网络爬虫是一种自动化技术，利用不同的工具或程序从网站提取并收集大量数据。它通常被用来提取包含在 HTML 表格中的数据，这些表格通常以列和行的形式组织数据。一旦数据被收集后，就可以对其进行分析或用于研究。想要了解更多详情，可以查看这篇关于 HTML 网络抓取的文章。

本教程将教你如何使用 Python 来抓取网站上的 HTML 表格。

先决条件

在开始本教程之前，你需要先安装 Python 3.8 或更新版本，并且创建一个虚拟环境。如果你是第一次用 Python 进行网络爬虫，可以先阅读这篇文章 Python 网络爬虫来入门。

在创建好虚拟环境之后，安装以下 Python 包：

Requests 用来发送 HTTP 请求，与网络服务或 API 交互，并从网络服务器中检索或发送数据。
Beautiful Soup 解析 HTML 文档并从网页中提取特定信息。它提供了一系列工具来以结构化的方式导航、搜索和抓取网页数据。
pandas 用来分析、清洗、组织数据，并将从 HTML 表格或其它 HTML 元素中抓取的数据保存为 CSV 或 XLSX 等文件格式。

可以使用以下命令安装依赖包：

pip install requests beautifulsoup4 pandas

了解网页结构

本教程中，你将从 Worldometer 网站上抓取数据。该网页包含世界各国（包含 2024 年）的最新人口数据：

要定位该 HTML 表格的结构，可以右键点击该表格（如上图所示）并选择“检查”。这会打开开发者工具（Developer Tools）面板，并显示页面的 HTML 代码，且会高亮显示你所选的元素：

带有 id 属性 example2 的 <table> 标签标志着表格结构的开始。该表格包含以 <th> 为标签的表头，每一行用 <tr> 标签表示，对应表中每一行。而在每个 <tr> 里，<td> 标签创建了该行中的单元格，存放显示在表格中的数据。

指点数据摘录

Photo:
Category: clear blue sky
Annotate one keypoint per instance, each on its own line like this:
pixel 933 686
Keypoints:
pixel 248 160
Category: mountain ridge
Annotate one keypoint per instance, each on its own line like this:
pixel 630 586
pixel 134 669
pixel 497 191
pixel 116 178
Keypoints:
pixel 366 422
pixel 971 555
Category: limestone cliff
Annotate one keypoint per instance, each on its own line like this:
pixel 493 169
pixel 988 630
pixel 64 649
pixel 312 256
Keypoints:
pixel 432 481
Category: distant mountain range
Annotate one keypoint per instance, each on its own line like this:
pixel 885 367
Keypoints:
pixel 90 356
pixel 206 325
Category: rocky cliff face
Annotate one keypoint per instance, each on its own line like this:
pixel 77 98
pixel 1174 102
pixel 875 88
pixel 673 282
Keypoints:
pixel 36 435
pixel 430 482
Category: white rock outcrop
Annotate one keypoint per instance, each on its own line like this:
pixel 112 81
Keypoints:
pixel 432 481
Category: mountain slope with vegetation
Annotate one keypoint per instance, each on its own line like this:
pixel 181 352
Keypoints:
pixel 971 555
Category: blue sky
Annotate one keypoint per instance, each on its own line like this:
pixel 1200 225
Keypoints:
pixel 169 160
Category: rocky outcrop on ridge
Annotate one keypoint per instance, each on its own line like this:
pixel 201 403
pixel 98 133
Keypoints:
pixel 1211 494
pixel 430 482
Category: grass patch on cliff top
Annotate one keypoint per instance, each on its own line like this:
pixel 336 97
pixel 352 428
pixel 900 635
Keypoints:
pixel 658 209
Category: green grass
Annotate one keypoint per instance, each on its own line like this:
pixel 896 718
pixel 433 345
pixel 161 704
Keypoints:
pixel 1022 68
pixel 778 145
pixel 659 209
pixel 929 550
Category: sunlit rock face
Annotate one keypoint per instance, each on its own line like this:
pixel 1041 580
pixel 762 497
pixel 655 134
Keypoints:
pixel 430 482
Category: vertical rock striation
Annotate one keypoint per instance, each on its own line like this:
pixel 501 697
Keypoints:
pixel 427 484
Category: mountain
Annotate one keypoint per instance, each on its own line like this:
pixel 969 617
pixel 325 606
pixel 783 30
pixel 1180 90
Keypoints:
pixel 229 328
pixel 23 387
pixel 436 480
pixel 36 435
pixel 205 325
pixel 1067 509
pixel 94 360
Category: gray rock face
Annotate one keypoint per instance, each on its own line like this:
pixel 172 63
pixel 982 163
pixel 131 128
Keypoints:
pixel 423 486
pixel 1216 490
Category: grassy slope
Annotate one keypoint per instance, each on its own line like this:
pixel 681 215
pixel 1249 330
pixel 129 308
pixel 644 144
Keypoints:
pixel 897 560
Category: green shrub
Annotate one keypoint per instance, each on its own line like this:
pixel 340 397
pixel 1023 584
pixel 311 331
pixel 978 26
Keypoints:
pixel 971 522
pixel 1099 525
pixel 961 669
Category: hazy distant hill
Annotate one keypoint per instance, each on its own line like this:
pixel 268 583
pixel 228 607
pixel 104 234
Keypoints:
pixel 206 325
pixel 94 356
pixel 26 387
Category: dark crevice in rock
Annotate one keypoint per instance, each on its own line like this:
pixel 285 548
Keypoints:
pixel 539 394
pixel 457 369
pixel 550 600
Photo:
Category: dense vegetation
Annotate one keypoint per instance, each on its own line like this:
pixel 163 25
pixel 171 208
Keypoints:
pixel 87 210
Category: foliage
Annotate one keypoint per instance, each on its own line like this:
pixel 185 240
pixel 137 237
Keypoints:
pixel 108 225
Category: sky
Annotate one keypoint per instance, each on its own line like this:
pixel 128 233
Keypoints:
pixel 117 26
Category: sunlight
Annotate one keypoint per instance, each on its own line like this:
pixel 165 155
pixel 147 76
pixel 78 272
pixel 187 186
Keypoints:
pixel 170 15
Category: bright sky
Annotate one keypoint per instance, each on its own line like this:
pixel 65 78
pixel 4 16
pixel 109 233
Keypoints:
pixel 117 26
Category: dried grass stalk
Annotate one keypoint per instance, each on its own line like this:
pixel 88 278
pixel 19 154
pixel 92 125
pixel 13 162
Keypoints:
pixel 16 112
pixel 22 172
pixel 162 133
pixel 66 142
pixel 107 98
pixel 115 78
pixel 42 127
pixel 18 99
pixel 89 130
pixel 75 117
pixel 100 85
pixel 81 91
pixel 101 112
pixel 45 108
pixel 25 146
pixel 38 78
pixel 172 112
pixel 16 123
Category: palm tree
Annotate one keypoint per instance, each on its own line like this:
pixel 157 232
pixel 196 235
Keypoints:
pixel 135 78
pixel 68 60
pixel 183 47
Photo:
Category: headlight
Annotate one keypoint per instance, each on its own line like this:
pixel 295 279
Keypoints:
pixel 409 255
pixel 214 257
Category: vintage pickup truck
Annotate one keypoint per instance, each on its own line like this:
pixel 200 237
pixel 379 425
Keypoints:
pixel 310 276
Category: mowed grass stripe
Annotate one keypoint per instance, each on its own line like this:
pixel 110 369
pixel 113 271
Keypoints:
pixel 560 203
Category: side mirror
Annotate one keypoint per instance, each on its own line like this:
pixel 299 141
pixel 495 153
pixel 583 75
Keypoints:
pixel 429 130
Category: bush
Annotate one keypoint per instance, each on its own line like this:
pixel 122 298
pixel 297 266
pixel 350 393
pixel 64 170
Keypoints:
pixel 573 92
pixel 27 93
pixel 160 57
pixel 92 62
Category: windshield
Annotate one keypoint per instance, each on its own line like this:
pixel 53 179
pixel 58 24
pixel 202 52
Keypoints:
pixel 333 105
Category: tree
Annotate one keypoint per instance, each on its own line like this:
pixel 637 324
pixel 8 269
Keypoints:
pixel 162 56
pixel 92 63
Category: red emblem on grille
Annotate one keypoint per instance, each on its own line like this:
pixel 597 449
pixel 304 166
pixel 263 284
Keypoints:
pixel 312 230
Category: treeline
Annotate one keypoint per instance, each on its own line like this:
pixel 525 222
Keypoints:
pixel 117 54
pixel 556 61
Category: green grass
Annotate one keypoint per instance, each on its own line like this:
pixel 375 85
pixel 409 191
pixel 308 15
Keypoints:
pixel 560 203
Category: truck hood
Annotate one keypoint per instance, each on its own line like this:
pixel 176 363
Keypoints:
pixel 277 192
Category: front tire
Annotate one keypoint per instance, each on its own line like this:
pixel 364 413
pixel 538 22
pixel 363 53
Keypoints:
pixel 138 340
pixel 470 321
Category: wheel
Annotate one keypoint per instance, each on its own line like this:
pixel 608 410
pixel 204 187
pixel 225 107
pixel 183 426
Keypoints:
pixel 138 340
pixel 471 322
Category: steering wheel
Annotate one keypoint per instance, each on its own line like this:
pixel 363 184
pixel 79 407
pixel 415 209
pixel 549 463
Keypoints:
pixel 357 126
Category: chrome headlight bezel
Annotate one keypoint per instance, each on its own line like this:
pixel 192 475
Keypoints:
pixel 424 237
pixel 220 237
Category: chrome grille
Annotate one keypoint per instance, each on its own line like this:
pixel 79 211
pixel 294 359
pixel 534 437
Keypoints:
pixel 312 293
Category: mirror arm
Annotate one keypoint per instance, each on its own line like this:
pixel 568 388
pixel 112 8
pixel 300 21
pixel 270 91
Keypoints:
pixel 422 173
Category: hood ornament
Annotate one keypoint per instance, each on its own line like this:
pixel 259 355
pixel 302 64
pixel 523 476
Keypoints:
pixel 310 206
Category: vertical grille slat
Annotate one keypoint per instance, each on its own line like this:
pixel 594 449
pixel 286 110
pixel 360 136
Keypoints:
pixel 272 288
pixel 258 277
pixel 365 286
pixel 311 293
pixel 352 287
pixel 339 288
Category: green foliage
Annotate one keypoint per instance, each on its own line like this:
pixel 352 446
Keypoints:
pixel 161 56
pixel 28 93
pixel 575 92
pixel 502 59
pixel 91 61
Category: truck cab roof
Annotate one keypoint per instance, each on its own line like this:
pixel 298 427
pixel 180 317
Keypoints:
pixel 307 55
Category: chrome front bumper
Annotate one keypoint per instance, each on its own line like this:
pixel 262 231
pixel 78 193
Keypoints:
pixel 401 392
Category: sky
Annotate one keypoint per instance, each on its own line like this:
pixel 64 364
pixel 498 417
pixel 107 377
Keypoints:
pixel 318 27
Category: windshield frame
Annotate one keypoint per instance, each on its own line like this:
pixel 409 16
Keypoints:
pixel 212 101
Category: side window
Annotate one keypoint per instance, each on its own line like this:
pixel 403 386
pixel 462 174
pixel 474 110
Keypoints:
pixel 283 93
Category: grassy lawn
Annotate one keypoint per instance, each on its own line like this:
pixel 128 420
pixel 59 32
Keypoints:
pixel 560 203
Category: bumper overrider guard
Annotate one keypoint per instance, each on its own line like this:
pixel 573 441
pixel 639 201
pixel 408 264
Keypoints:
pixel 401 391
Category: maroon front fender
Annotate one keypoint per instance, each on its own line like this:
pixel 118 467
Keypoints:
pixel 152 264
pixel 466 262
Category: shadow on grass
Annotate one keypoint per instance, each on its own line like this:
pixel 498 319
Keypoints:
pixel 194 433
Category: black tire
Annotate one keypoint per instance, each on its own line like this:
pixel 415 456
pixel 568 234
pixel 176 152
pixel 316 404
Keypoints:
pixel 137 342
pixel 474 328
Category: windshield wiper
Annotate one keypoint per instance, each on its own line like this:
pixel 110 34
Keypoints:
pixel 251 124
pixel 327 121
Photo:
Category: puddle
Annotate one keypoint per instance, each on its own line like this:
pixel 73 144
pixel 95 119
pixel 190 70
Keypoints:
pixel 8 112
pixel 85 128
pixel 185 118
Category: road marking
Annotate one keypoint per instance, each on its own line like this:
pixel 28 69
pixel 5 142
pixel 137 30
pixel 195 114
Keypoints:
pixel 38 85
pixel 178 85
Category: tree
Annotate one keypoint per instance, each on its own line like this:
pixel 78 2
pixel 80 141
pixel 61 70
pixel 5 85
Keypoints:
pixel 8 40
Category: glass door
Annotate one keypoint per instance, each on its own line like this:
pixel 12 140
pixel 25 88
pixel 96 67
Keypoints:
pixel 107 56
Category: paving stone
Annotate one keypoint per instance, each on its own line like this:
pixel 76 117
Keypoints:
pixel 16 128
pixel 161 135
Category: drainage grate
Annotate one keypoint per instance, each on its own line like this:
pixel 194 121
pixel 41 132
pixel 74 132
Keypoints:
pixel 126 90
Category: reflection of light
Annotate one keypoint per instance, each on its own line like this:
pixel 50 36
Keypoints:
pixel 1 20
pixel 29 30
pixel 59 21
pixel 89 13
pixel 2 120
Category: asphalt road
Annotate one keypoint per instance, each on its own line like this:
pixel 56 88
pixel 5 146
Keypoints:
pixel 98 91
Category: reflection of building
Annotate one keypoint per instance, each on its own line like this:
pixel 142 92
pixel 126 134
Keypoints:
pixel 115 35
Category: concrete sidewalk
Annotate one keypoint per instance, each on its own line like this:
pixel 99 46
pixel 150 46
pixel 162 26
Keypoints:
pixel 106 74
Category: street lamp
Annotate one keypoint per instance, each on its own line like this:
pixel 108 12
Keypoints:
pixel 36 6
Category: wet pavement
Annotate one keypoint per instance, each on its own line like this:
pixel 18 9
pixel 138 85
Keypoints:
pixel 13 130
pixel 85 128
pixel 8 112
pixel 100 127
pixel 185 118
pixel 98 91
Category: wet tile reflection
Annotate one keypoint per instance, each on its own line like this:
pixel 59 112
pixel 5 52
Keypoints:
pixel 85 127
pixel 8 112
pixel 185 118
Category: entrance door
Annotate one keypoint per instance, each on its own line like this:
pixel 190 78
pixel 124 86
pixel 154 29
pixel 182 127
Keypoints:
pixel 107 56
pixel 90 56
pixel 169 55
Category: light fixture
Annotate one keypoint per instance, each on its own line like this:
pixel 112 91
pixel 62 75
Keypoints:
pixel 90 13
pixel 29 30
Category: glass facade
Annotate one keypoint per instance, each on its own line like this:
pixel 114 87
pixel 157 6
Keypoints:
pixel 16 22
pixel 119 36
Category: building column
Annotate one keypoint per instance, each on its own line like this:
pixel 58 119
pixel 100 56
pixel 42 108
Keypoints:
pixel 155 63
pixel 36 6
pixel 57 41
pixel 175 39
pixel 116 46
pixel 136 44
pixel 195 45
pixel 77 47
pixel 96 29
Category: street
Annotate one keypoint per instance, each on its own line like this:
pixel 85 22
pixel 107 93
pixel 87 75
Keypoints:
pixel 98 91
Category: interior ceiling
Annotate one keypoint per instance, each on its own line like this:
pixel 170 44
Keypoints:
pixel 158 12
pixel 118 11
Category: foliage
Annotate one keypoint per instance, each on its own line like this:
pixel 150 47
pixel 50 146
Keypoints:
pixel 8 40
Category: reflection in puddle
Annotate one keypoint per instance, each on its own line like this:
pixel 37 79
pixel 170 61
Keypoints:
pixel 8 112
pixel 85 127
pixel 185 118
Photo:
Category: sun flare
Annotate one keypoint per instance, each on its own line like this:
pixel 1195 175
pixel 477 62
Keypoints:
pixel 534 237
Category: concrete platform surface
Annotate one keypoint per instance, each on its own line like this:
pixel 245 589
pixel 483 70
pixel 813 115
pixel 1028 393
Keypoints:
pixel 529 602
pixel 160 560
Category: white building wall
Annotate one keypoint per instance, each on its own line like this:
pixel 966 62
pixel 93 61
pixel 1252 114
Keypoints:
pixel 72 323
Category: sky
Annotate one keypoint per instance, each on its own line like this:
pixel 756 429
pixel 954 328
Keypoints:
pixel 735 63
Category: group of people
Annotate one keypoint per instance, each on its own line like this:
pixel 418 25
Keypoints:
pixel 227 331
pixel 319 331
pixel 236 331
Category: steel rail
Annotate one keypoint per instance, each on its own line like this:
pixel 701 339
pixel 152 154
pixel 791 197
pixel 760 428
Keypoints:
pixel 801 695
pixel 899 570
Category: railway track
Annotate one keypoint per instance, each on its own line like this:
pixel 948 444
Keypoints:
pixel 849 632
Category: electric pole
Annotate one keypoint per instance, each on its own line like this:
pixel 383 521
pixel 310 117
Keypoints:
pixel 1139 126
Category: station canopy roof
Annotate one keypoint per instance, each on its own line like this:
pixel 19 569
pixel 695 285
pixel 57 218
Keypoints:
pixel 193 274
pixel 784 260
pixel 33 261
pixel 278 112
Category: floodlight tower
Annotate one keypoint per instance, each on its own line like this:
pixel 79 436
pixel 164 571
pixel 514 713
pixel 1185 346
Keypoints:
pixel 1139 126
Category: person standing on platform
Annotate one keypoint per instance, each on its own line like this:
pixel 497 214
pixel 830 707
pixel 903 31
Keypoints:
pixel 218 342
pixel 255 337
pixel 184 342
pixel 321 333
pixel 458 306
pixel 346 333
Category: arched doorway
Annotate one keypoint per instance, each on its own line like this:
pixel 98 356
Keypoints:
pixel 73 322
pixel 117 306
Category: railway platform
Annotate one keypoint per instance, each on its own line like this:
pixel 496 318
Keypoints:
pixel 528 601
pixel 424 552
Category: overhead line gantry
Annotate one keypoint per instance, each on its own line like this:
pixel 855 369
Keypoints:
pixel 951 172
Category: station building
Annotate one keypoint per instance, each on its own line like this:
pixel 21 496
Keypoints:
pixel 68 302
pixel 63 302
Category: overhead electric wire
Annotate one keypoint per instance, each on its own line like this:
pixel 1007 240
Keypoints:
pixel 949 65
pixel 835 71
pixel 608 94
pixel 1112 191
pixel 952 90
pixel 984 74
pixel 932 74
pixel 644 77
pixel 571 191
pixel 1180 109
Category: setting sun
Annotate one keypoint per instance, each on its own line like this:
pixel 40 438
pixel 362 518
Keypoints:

任务要求:
请逐字照录这篇关于用 Python 抓取 HTML 表格的教程全文。 作答时仅以教程为依据。

参考解答:
网络爬虫是一种自动化技术，利用不同的工具或程序从网站提取并收集大量数据。它通常被用来提取包含在 HTML 表格中的数据，这些表格通常以列和行的形式组织数据。一旦数据被收集后，就可以对其进行分析或用于研究。想要了解更多详情，可以查看这篇关于 HTML 网络抓取的文章。

本教程将教你如何使用 Python 来抓取网站上的 HTML 表格。

先决条件

在开始本教程之前，你需要先安装 Python 3.8 或更新版本，并且创建一个虚拟环境。如果你是第一次用 Python 进行网络爬虫，可以先阅读这篇文章 Python 网络爬虫来入门。

在创建好虚拟环境之后，安装以下 Python 包：

Requests 用来发送 HTTP 请求，与网络服务或 API 交互，并从网络服务器中检索或发送数据。
Beautiful Soup 解析 HTML 文档并从网页中提取特定信息。它提供了一系列工具来以结构化的方式导航、搜索和抓取网页数据。
pandas 用来分析、清洗、组织数据，并将从 HTML 表格或其它 HTML 元素中抓取的数据保存为 CSV 或 XLSX 等文件格式。

可以使用以下命令安装依赖包：

pip install requests beautifulsoup4 pandas

了解网页结构

本教程中，你将从 Worldometer 网站上抓取数据。该网页包含世界各国（包含 2024 年）的最新人口数据：

要定位该 HTML 表格的结构，可以右键点击该表格（如上图所示）并选择“检查”。这会打开开发者工具（Developer Tools）面板，并显示页面的 HTML 代码，且会高亮显示你所选的元素：

带有 id 属性 example2 的 <table> 标签标志着表格结构的开始。该表格包含以 <th> 为标签的表头，每一行用 <tr> 标签表示，对应表中每一行。而在每个 <tr> 里，<td> 标签创建了该行中的单元格，存放显示在表格中的数据。